───── Given information
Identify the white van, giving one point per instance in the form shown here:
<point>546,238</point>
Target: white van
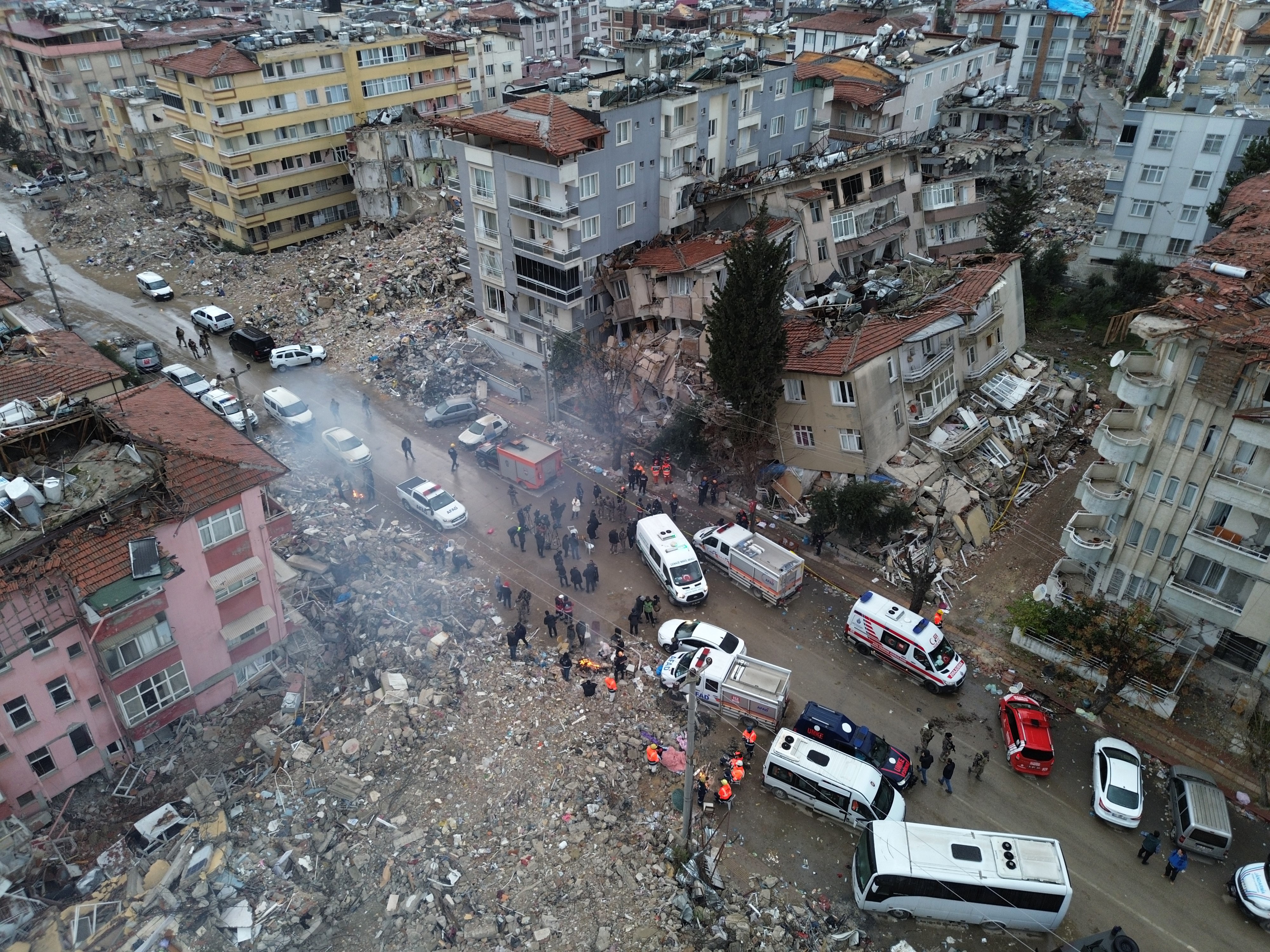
──────────
───── Given information
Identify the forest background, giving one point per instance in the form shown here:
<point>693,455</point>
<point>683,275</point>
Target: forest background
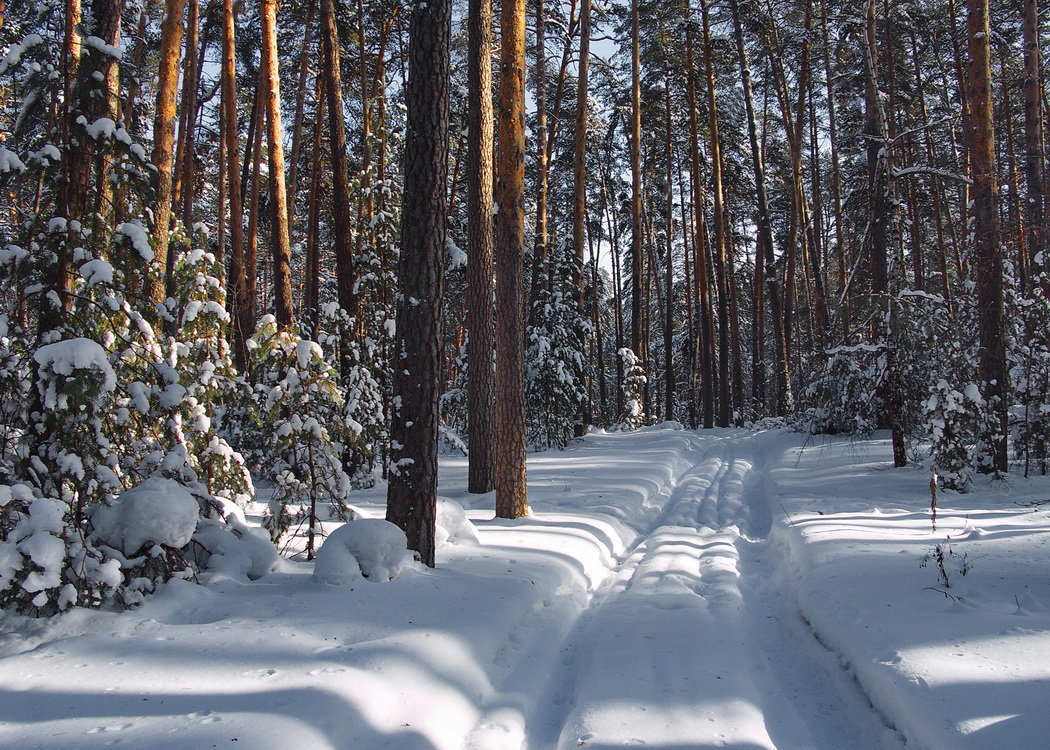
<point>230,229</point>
──────────
[Aim of the task]
Extract every line above that contains the word "Identify".

[Reply to the task]
Identify the white van, giving one point per instance in the form shown here:
Identify the forest background, giving one point per instance in the form shown here:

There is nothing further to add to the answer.